The Standard-Times reports on Supreme Judicial Court arguments around Bristol County Sheriff Thomas Hodgson’s practice of charging inmates $5 a day for his hospitality. Lawyers for a prisoners’ rights group say Hodgson doesn’t have the authority to exact tribute, but the sheriff’s lawyers say he’s covered “by common law going back to England.” Plus, it’s only fair:

“We’re talking about people who are costing the taxpayers millions and millions of dollars every year for their incarceration,” said Hodgson, estimating that his department would have raised $3 million in fees since 2004, when the policy was stopped.

“It’s time these inmates pay to help cover these expenses,” said Hodgson, who lobbied state lawmakers last month to enact a bill to allow sheriffs to charge inmates a $2-a-day fee.

-- GIVEN DATA --

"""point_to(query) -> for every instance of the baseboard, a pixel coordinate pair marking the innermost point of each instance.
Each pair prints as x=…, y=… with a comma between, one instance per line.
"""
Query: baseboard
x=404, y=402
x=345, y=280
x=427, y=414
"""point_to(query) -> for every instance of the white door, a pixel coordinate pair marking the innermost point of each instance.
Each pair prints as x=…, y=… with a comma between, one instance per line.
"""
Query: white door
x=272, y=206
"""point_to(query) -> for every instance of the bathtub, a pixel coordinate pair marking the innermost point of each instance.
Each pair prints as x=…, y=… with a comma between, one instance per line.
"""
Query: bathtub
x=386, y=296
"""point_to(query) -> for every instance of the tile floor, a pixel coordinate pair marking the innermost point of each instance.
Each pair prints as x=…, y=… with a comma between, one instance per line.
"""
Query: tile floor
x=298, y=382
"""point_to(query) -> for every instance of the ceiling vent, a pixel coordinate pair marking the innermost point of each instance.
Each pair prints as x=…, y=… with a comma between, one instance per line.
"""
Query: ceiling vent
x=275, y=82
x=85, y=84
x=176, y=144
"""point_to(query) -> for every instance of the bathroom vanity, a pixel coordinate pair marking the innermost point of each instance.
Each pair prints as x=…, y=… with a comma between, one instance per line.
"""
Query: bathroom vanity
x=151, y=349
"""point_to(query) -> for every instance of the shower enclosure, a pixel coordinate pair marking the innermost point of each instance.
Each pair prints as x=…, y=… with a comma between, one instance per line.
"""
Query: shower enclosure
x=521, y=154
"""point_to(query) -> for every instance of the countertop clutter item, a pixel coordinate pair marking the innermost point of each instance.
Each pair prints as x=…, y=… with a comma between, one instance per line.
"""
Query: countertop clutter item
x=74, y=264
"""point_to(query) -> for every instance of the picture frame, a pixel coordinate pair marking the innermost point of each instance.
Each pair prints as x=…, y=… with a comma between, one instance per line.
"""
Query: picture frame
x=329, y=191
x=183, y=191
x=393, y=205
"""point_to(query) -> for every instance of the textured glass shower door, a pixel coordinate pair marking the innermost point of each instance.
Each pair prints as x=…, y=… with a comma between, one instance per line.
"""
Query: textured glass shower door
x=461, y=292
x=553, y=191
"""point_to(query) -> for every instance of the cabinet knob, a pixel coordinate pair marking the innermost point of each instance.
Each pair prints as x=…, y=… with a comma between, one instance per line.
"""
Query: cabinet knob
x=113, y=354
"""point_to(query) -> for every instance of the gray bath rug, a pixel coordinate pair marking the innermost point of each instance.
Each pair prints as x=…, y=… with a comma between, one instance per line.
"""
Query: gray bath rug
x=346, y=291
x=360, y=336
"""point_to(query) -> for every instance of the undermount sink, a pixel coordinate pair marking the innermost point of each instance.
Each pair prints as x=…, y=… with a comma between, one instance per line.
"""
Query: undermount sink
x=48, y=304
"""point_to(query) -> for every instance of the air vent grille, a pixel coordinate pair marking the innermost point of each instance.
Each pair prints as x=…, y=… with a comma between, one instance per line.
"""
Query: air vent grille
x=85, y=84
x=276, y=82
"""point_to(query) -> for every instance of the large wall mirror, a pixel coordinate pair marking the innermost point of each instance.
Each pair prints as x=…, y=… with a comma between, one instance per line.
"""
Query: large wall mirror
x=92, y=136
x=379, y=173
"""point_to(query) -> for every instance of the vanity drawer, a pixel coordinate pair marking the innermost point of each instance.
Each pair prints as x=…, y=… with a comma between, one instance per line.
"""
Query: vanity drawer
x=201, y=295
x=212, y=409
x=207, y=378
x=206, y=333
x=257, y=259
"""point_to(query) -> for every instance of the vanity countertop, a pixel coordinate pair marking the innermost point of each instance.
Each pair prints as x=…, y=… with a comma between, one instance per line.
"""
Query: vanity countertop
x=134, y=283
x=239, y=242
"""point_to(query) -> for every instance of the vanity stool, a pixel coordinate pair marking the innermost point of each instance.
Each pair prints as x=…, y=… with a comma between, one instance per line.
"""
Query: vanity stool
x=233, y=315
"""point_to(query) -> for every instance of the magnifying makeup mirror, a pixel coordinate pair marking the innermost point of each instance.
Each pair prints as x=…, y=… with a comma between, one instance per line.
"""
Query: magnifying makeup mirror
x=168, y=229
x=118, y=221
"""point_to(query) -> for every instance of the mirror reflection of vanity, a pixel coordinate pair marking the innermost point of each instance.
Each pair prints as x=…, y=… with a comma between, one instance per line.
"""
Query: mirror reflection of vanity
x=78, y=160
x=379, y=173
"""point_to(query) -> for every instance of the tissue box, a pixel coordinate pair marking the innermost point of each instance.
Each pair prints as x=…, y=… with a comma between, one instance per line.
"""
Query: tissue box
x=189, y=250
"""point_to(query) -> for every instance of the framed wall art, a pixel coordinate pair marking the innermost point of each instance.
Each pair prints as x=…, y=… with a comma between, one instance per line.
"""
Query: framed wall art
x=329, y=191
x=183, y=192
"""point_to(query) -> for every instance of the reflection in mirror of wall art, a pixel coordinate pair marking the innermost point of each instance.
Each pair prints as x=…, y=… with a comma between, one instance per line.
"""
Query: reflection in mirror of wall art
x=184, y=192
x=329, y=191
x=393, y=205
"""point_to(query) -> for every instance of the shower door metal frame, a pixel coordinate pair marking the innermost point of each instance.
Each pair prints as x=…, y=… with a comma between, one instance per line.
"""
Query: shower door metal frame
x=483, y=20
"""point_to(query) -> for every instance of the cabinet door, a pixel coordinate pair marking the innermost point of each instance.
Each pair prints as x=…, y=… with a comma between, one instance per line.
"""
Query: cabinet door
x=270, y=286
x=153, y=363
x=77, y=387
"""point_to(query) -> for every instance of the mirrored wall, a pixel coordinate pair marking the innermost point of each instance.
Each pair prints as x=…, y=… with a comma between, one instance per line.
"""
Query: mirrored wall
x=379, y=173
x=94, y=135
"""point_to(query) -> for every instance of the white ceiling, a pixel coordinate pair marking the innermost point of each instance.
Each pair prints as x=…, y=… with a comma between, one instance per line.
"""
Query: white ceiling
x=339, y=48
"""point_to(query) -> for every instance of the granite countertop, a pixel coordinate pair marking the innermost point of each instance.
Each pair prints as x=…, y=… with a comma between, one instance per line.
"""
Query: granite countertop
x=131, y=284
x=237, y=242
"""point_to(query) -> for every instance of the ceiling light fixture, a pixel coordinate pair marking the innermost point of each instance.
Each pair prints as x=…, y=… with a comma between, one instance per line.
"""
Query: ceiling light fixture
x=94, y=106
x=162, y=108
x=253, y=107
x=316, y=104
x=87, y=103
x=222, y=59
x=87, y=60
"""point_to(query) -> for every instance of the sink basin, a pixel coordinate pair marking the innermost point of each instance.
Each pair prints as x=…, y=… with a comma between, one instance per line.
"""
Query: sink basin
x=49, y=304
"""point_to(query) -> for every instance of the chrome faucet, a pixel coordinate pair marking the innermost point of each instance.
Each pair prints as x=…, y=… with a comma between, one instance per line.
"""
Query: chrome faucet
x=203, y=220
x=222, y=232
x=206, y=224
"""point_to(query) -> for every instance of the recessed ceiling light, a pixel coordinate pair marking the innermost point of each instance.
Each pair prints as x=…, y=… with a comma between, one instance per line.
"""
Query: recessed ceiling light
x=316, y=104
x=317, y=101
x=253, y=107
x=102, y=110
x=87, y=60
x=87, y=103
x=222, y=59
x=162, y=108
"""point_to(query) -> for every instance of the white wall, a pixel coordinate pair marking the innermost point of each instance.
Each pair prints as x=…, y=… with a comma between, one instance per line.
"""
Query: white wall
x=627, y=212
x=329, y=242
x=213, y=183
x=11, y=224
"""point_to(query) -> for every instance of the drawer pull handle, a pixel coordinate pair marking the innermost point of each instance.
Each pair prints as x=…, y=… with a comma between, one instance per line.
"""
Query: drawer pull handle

-- REQUIREMENT 1 --
In the passage on Bristol County inmate fees, what daily fee would the bill that Hodgson lobbied for allow sheriffs to charge inmates?
-- REQUIREMENT 2 --
Print the passage on Bristol County inmate fees from "The Standard-Times reports" up to and including "a $2-a-day fee.".
-- REQUIREMENT 3 --
Proceed with the passage on Bristol County inmate fees, continuing it beyond its final sentence.

-- RESULT 1 --
A fee of $2 a day.

-- RESULT 2 --
The Standard-Times reports on Supreme Judicial Court arguments around Bristol County Sheriff Thomas Hodgson’s practice of charging inmates $5 a day for his hospitality. Lawyers for a prisoners’ rights group say Hodgson doesn’t have the authority to exact tribute, but the sheriff’s lawyers say he’s covered “by common law going back to England.” Plus, it’s only fair:

“We’re talking about people who are costing the taxpayers millions and millions of dollars every year for their incarceration,” said Hodgson, estimating that his department would have raised $3 million in fees since 2004, when the policy was stopped.

“It’s time these inmates pay to help cover these expenses,” said Hodgson, who lobbied state lawmakers last month to enact a bill to allow sheriffs to charge inmates a $2-a-day fee.

-- RESULT 3 --
Hodgson has a history of raising revenue in creative (and not inmate-friendly) ways, as reported by Bruce Mohl in the Winter issue of CommonWealth

Hodgson is perhaps the most aggressive innkeeper of all. When he first became sheriff in the late 1990s, he closed a gym set aside for inmate exercise, giving the bleachers to a nearby community and the scoreboard to a boys and girls club. He then converted the gym into a makeshift jail for illegal immigrants detained by the federal government, eventually turning enough profit on that operation to build a separate facility that he essentially leases to the feds. His federal business brought in $6 million last year but he says it cost only $3 million to run, leaving an operating profit of $3 million that was used to pay for other sheriff operations.